Rows from a dataset

------------------------------------

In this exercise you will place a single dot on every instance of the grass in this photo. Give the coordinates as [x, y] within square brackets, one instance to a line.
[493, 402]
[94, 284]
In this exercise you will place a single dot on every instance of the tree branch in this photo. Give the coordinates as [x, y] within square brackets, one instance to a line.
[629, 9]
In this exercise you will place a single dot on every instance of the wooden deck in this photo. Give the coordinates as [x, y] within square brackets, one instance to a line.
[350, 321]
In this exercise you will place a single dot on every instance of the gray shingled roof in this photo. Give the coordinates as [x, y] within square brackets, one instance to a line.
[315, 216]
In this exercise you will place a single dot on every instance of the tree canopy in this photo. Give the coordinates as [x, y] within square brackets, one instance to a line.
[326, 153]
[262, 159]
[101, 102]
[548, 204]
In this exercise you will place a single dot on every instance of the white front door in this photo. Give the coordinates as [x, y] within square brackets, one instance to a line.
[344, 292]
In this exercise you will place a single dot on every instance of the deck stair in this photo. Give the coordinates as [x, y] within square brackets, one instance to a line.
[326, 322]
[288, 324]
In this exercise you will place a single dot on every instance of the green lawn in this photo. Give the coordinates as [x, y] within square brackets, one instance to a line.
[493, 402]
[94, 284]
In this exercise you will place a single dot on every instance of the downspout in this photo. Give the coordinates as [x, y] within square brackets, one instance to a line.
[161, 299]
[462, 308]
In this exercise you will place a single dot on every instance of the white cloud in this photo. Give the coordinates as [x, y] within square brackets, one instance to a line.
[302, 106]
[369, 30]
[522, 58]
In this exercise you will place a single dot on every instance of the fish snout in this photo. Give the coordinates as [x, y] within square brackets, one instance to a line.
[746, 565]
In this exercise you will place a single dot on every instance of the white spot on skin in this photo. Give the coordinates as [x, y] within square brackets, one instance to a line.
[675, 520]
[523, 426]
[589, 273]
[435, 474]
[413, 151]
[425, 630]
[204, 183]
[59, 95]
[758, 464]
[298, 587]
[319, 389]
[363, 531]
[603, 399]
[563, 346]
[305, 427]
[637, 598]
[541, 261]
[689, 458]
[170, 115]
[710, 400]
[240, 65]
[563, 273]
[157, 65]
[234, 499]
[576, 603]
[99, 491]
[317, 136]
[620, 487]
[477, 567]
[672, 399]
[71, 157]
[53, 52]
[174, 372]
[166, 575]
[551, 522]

------------------------------------

Work to complete.
Return the listing above in full, character for character.

Solution for this problem.
In this exercise you will place a single dot on every instance of the grass in this photo. Give the coordinates as [x, y] within square brackets, one instance to a line.
[493, 402]
[94, 284]
In this exercise you will place a single dot on every instance of the tree branch in this photo. Give the coordinates as [x, y] within square brackets, one instance to a line.
[629, 9]
In this exercise you will place a single dot on every instance of the wooden deck in this photo. Give the coordinates as [x, y] within square brackets, one instance to a line.
[350, 321]
In this exercise you will place a single dot on every instance of the gray shingled roof in this photo. Give the coordinates as [x, y] within square brackets, one instance to a line.
[315, 216]
In this exercise you will place a single dot on every instance of the tree canopy in this photo. Give the coordinates as [x, y] within square brackets, one instance to a line.
[326, 153]
[262, 159]
[101, 102]
[548, 204]
In this exercise you will place a single dot on every instance of the white front door in this photo. Give the coordinates as [x, y] within square brackets, one instance to a line.
[344, 292]
In this exercise you will place a single dot on every instance of the deck stair in this photo. Give the coordinates as [x, y] within square brackets, one instance to a line.
[326, 322]
[288, 324]
In this exercise you will place a single dot on every instance of the green lawn in this photo. Give the coordinates as [x, y] within square brackets, one instance to a line.
[493, 402]
[94, 284]
In this exercise you will place a single dot on every instance of the downspout in this photo. Give the coordinates as [x, y] within square brackets, one instance to a line.
[161, 299]
[462, 308]
In this exercise you will place a single dot on every instance of the white cloud in this photo. Give the coordinates as [x, y] within square brackets, one instance to a line.
[302, 106]
[369, 30]
[522, 58]
In this exercise you will place a single dot on every instance of the fish snout in this photo. Give the coordinates as [x, y] within square brackets, one instance to a line.
[746, 565]
In this exercise you will place a single dot on every instance of the white spot on skin in this photo. Give the coordinates as [x, y] within square brackets, one instance to a line.
[675, 520]
[523, 426]
[589, 273]
[435, 474]
[413, 151]
[425, 630]
[204, 183]
[59, 95]
[758, 464]
[298, 587]
[319, 389]
[363, 531]
[603, 399]
[563, 346]
[305, 427]
[637, 598]
[541, 261]
[689, 458]
[170, 115]
[710, 400]
[240, 65]
[563, 273]
[157, 65]
[234, 499]
[576, 603]
[99, 491]
[317, 136]
[620, 487]
[477, 567]
[672, 399]
[71, 157]
[53, 52]
[174, 372]
[166, 575]
[551, 522]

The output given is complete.